[Tekstfragment]:

——————————

Deze factuur is in de administratie als volgt geboekt:
Verbouwing 2003 (grootboek 0100) € 10.504,20
Btw voordruk hoog (grootboek 1750) € 1.995,80
aan Kas (grootboek 1000) € € 12.500
Het betreft naar ons idee een gefingeerde factuur. Deze conclusie is gebaseerd op het volgende:
▪ Behoudens het factuurhoofd is de lay out van de inkoopfactuur gelijkend aan diverse verkoopfacturen van [B] ;
▪ Het lettertype van genoemde factuur in adresgegevens, datering en bedragen komt qua font en fontgrootte overeen met het gebruikte lettertype op diverse inkoopfacturen van [B] ;
▪ Er is een opmerkelijke overeenkomst in woordkeuze van valutabenaming (“EURO”) en OB notatie (“O.B.”);
▪ De genoemde factuur is niet aangetroffen in de administratie van [E] ;
▪ De reguliere facturen die zijn uitgereikt door [E] wijken af van de genoemde factuur.

——————————

[Gegevens]:

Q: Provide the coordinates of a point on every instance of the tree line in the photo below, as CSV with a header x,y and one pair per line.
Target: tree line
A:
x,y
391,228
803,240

——————————

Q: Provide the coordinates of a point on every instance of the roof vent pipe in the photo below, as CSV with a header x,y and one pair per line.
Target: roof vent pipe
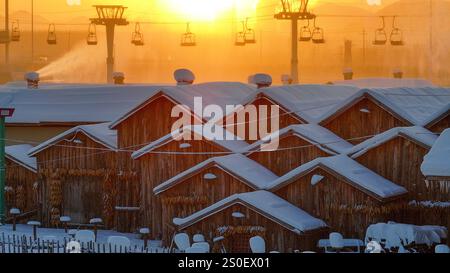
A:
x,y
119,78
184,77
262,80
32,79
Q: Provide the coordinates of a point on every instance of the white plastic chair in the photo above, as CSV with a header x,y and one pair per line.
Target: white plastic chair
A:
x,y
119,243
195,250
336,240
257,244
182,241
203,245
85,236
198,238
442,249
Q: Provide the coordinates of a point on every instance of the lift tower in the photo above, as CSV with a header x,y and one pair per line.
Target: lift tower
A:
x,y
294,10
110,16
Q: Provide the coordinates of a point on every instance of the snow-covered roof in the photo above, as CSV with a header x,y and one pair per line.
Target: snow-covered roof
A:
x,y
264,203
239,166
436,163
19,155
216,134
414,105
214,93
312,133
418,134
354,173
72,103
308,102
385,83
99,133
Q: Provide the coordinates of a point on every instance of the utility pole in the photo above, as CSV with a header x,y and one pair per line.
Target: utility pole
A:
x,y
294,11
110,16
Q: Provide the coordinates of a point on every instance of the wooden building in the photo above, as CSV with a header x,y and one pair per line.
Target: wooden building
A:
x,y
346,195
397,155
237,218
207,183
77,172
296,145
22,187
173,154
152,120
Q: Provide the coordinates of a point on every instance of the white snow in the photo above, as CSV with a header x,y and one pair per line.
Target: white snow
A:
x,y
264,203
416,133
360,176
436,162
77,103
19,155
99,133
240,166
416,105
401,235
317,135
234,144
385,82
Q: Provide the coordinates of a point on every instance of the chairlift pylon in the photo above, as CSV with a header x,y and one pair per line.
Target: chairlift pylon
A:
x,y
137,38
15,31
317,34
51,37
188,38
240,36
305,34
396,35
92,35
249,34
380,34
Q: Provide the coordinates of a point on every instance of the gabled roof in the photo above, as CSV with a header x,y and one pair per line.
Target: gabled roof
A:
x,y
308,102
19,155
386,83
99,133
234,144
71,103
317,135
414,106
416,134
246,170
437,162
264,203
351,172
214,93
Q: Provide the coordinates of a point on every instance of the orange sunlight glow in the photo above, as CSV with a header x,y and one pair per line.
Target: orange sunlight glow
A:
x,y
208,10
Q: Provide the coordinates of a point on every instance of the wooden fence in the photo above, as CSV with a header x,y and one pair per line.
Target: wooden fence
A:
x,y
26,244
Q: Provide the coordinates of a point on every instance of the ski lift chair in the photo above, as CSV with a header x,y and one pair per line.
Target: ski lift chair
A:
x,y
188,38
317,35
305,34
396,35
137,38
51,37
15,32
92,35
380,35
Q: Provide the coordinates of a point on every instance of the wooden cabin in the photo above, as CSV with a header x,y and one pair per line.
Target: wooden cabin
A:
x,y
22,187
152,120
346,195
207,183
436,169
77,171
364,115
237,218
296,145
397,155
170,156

——————————

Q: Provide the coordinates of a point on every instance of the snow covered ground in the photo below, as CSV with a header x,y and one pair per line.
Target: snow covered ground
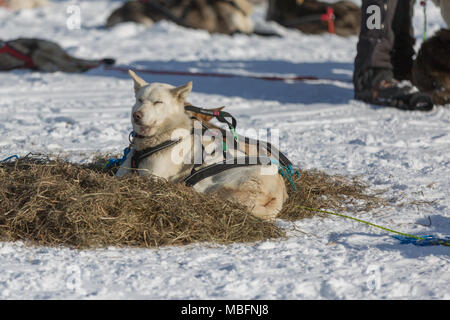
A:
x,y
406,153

——————————

[Opdracht A]: Neem uit het tekstfragment alles van "Deze factuur is" tot en met "de genoemde factuur." opnieuw over en wijzig daarin "Kas" in "Bank".
[Opdracht B]:
Beantwoord aan de hand van het tekstfragment:
(i) Onder welk grootboeknummer is de verbouwing 2003 geboekt?
(ii) Welk bedrag is geboekt als btw voordruk hoog?
(iii) Welke valutabenaming wordt als opmerkelijke overeenkomst in woordkeuze genoemd?
De gegevens spelen hierbij geen enkele rol.

[Resultaat A]:
Deze factuur is in de administratie als volgt geboekt:
Verbouwing 2003 (grootboek 0100) € 10.504,20
Btw voordruk hoog (grootboek 1750) € 1.995,80
aan Bank (grootboek 1000) € € 12.500
Het betreft naar ons idee een gefingeerde factuur. Deze conclusie is gebaseerd op het volgende:
▪ Behoudens het factuurhoofd is de lay out van de inkoopfactuur gelijkend aan diverse verkoopfacturen van [B] ;
▪ Het lettertype van genoemde factuur in adresgegevens, datering en bedragen komt qua font en fontgrootte overeen met het gebruikte lettertype op diverse inkoopfacturen van [B] ;
▪ Er is een opmerkelijke overeenkomst in woordkeuze van valutabenaming (“EURO”) en OB notatie (“O.B.”);
▪ De genoemde factuur is niet aangetroffen in de administratie van [E] ;
▪ De reguliere facturen die zijn uitgereikt door [E] wijken af van de genoemde factuur.

[Resultaat B]:
(i) 0100
(ii) € 1.995,80
(iii) "EURO"